▸ **Material to process**:
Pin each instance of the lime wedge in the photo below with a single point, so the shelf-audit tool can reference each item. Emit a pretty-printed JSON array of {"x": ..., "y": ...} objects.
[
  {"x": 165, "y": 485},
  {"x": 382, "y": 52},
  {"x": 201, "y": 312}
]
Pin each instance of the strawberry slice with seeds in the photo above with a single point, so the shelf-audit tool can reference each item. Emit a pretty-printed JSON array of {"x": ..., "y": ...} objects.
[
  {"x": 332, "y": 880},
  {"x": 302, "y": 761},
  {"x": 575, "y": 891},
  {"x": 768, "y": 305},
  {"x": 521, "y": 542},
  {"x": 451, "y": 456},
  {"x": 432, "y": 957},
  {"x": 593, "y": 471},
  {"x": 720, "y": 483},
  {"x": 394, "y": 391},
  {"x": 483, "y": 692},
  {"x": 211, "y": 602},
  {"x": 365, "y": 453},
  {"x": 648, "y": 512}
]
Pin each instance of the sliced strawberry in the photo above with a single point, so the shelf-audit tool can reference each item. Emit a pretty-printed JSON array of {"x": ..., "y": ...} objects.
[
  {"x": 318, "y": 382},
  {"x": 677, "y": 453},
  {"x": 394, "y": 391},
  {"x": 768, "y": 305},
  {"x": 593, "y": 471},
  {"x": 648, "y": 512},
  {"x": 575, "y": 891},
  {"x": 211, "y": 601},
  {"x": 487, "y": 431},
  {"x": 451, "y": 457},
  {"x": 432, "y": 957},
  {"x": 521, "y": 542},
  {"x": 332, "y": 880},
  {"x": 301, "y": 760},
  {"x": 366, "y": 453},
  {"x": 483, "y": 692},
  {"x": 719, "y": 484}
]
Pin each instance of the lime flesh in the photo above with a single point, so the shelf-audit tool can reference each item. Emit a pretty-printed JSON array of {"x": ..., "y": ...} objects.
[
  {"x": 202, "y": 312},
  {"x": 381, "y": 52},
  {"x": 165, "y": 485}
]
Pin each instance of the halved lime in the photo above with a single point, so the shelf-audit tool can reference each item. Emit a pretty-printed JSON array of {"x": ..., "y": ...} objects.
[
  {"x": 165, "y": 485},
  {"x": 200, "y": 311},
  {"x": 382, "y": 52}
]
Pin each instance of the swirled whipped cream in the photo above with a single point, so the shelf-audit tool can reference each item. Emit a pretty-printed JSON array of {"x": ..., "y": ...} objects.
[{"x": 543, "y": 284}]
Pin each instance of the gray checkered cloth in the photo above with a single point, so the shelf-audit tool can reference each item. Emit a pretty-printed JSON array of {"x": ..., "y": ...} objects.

▸ **What you are asked to do**:
Go through the records above and retype each one exactly.

▸ **Solution to the problem**:
Pin each instance of the lime wedge in the photo below with a single point, so the shelf-audit tool can reference each item. Emit a pretty-printed JSON array of {"x": ..., "y": ...} objects.
[
  {"x": 165, "y": 485},
  {"x": 382, "y": 52},
  {"x": 201, "y": 312}
]
Pin each instance of the strawberry slice with seeds in the photo above with a single point, so the shelf-audit tool can reference each item. Emit a pretty-printed JSON array of {"x": ..., "y": ...} objects.
[
  {"x": 332, "y": 880},
  {"x": 302, "y": 761},
  {"x": 575, "y": 891},
  {"x": 768, "y": 305},
  {"x": 521, "y": 542},
  {"x": 451, "y": 456},
  {"x": 432, "y": 957},
  {"x": 593, "y": 471},
  {"x": 720, "y": 483},
  {"x": 394, "y": 391},
  {"x": 483, "y": 692},
  {"x": 211, "y": 602},
  {"x": 365, "y": 453},
  {"x": 648, "y": 512}
]
Pin each instance of the sliced strawberry in the photo above with a single point, so the shelf-audit tool can reference each item. Emit a pretty-printed JSON array of {"x": ..., "y": ...} objects.
[
  {"x": 318, "y": 382},
  {"x": 677, "y": 453},
  {"x": 394, "y": 391},
  {"x": 768, "y": 305},
  {"x": 593, "y": 471},
  {"x": 648, "y": 512},
  {"x": 575, "y": 891},
  {"x": 211, "y": 601},
  {"x": 487, "y": 431},
  {"x": 451, "y": 457},
  {"x": 432, "y": 957},
  {"x": 521, "y": 542},
  {"x": 332, "y": 880},
  {"x": 301, "y": 760},
  {"x": 366, "y": 453},
  {"x": 483, "y": 692},
  {"x": 719, "y": 484}
]
Pin each instance of the lime flesh in the photo above with a single point, so the shelf-audit tool can reference each item. Emit a pretty-printed JSON array of {"x": ..., "y": ...} objects.
[
  {"x": 202, "y": 312},
  {"x": 381, "y": 52},
  {"x": 165, "y": 485}
]
Pin each instance of the halved lime in the photo above with a single point, so the shelf-audit tool can reference each item. Emit a pretty-printed JSON array of {"x": ..., "y": ...} objects.
[
  {"x": 165, "y": 485},
  {"x": 200, "y": 311},
  {"x": 382, "y": 52}
]
Pin each instance of the swirled whipped cream in the photo above with a single point, so the shelf-audit tool can reference each item. Emit a pretty-printed JSON array of {"x": ..., "y": ...} objects.
[{"x": 543, "y": 284}]
Pin each instance of the gray checkered cloth in the photo above with a single point, so the shelf-audit tool can reference each item. Emit a pretty-printed JSON array of {"x": ..., "y": ...} objects.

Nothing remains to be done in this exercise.